** begin DATA LISTING **
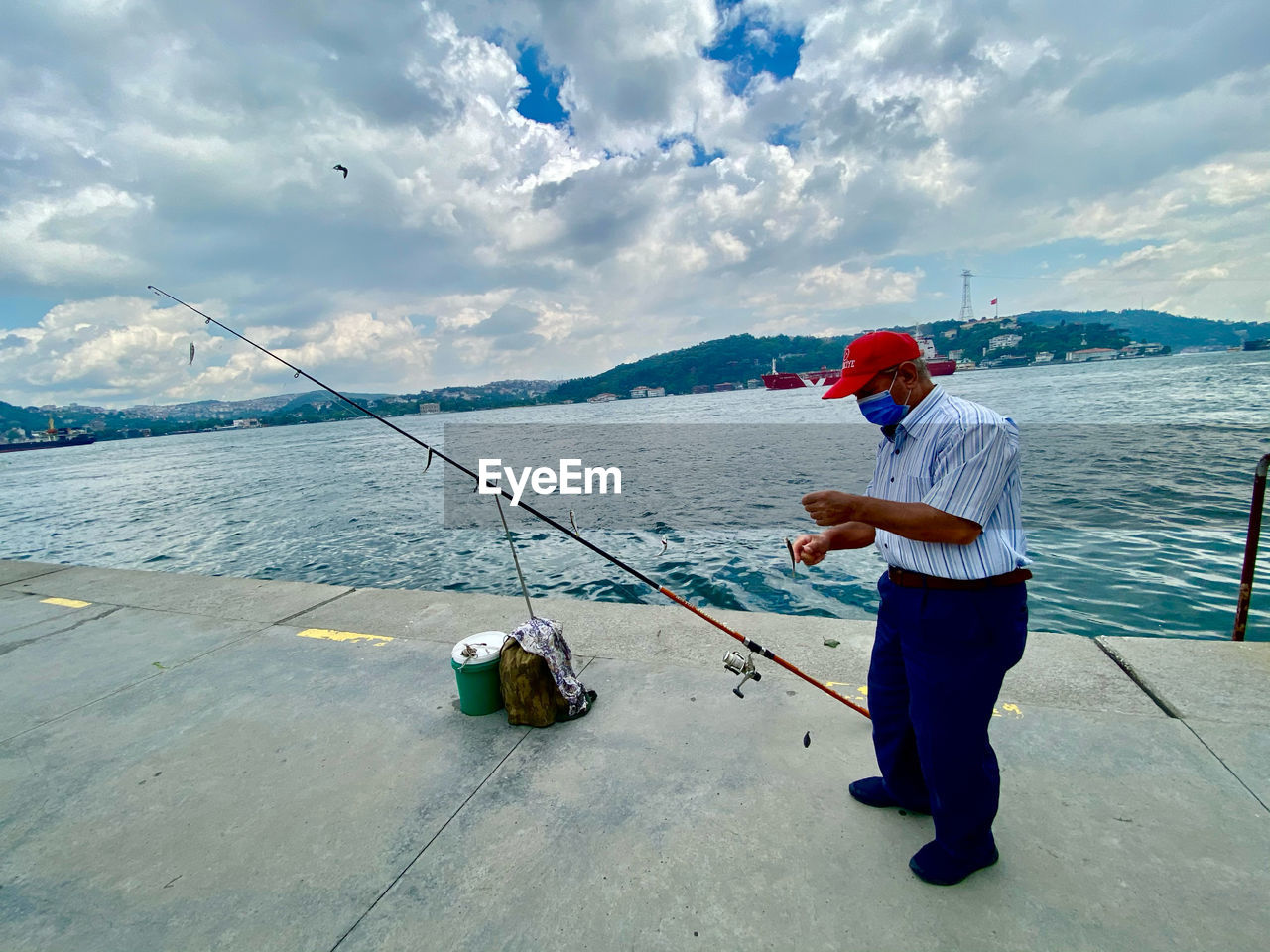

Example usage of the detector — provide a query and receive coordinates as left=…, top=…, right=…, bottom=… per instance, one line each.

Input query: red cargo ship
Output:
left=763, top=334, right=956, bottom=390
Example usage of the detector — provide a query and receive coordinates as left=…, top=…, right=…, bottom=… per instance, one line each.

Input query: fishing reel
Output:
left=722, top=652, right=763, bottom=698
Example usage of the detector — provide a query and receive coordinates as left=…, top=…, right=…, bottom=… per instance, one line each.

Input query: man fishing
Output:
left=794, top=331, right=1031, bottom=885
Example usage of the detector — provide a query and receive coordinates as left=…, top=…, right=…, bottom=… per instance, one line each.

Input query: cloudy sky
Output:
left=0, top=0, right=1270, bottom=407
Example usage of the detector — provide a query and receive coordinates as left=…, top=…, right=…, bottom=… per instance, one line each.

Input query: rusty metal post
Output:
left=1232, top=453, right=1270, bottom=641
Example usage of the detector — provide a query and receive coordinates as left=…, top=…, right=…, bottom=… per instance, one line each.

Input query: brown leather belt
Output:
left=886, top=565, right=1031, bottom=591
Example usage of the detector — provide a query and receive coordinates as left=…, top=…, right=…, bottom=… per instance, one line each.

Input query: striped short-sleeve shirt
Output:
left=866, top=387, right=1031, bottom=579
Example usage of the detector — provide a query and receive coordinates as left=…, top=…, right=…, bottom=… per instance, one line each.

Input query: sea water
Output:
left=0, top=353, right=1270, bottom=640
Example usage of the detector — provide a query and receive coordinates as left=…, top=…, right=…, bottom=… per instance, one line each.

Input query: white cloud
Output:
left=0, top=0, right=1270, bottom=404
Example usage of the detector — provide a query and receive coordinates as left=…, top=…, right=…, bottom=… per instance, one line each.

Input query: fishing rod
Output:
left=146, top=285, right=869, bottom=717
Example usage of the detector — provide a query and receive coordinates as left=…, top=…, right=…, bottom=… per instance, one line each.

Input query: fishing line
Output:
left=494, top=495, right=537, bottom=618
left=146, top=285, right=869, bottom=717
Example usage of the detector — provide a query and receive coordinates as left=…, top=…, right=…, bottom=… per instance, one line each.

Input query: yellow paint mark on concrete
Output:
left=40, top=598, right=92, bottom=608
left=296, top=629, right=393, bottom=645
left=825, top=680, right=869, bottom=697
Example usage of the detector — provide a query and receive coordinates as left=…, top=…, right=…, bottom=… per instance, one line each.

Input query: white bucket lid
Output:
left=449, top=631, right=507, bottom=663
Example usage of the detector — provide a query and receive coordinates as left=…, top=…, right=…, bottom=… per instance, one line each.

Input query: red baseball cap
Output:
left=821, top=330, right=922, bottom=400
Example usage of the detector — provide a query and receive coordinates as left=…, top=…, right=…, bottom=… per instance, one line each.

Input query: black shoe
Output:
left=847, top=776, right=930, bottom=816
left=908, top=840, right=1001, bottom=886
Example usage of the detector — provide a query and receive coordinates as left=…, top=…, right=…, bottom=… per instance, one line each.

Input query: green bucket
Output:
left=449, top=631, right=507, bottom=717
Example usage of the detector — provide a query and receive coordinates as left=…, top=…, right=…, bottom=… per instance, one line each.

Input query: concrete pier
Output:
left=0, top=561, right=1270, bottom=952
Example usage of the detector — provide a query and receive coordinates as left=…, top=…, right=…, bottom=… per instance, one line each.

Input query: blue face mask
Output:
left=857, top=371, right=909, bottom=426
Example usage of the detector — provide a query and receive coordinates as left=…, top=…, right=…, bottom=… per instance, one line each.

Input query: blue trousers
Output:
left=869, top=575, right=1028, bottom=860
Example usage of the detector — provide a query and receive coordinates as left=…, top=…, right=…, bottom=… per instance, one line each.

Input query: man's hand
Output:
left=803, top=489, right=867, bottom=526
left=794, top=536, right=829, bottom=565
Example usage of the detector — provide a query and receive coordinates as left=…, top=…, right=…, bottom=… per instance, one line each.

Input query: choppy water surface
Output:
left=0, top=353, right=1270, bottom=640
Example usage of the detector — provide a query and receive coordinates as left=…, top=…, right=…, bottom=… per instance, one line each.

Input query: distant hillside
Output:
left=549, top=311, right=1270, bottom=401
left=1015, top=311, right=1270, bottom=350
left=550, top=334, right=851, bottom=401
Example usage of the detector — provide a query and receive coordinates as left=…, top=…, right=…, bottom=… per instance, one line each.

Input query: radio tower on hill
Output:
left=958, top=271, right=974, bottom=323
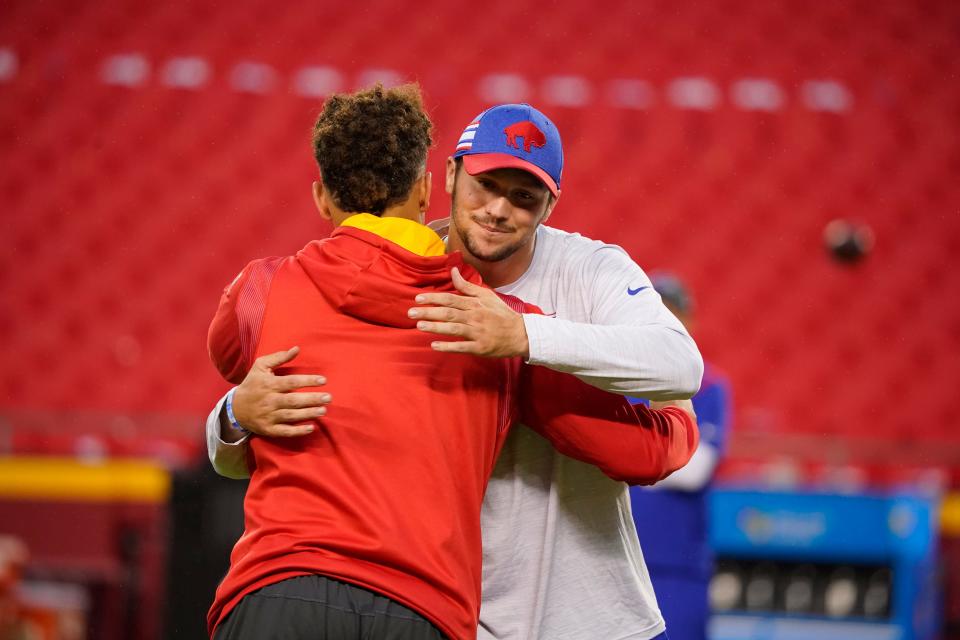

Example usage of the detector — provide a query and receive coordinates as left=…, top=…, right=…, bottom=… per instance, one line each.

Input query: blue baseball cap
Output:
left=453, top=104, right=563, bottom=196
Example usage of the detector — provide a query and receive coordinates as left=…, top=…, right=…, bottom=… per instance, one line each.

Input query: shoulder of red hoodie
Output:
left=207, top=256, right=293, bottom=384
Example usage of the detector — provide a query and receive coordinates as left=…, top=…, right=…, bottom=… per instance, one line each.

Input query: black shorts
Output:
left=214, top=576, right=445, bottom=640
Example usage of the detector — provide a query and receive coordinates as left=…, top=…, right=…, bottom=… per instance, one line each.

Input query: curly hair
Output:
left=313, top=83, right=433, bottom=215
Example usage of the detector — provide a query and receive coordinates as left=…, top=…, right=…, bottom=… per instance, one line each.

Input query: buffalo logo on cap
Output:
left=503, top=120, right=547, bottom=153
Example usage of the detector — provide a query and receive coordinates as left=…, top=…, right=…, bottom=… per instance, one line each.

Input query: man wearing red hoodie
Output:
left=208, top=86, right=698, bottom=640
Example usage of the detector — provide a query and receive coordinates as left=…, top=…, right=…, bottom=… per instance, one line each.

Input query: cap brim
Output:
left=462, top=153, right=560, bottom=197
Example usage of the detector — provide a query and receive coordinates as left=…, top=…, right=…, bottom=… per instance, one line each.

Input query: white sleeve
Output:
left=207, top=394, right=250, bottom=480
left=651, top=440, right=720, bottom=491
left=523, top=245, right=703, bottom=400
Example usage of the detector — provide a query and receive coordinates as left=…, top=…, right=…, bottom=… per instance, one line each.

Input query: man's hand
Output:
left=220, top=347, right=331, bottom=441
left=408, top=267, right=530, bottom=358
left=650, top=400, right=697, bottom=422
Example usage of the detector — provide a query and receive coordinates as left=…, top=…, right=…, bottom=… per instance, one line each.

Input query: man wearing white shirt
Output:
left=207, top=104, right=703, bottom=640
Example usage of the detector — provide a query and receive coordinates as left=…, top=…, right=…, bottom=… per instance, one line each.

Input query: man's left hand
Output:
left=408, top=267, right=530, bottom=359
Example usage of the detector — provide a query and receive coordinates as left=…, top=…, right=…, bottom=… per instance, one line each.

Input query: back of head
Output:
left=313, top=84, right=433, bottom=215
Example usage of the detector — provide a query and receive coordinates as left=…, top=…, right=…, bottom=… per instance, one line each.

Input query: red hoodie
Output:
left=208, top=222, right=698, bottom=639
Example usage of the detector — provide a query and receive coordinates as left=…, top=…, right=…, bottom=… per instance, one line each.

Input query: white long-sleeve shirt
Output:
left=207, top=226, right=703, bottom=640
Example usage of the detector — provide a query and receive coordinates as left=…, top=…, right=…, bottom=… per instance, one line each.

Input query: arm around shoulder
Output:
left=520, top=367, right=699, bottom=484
** end DATA LISTING **
** begin DATA LISTING **
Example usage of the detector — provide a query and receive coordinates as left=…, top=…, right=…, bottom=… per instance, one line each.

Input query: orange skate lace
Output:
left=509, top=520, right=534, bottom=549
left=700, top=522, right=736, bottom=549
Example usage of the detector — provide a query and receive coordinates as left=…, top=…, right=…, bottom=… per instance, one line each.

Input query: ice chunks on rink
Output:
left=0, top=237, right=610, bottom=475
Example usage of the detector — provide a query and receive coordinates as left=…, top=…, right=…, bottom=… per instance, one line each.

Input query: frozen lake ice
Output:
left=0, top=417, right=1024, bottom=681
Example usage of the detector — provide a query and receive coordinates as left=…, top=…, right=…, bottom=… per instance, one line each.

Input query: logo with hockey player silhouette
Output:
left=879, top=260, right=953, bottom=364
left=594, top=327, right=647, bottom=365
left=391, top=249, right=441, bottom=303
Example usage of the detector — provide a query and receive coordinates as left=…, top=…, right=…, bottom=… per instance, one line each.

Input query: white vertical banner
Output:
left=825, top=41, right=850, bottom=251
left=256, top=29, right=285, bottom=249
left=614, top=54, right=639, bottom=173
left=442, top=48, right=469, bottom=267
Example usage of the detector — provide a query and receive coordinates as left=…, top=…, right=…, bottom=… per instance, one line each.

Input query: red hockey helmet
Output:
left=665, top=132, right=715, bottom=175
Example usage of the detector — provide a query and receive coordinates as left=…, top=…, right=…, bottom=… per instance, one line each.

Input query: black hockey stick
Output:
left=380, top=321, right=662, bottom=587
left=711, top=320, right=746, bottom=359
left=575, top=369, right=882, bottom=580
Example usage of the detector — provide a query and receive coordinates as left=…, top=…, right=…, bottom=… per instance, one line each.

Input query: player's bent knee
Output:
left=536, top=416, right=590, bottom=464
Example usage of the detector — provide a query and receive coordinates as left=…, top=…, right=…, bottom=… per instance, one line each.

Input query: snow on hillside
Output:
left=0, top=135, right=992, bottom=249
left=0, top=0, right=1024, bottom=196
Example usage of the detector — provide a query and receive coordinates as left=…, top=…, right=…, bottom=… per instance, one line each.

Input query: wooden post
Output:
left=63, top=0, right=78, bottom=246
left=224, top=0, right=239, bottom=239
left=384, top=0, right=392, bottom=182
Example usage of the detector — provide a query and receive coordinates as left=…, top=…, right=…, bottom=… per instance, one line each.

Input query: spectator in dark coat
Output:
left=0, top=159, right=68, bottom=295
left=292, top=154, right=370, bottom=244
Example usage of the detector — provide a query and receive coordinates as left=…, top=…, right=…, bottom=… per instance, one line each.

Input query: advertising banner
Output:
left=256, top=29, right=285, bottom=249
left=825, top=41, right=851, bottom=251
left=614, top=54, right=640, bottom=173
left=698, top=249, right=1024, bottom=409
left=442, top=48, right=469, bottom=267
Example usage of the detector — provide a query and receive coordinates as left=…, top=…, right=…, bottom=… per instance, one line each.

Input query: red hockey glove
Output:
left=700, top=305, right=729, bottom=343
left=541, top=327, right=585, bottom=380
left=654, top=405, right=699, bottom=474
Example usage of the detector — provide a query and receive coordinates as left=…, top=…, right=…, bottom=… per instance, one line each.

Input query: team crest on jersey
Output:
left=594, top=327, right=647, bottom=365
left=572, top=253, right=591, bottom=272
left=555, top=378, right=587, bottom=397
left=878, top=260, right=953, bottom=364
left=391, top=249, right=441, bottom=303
** end DATA LISTING **
» WHAT THIS TASK INVOLVES: Count the lines above that contain the string "logo", treating uppercase and lowercase letters as distinct, and give only that number.

» CORRECT RESPONSE: 2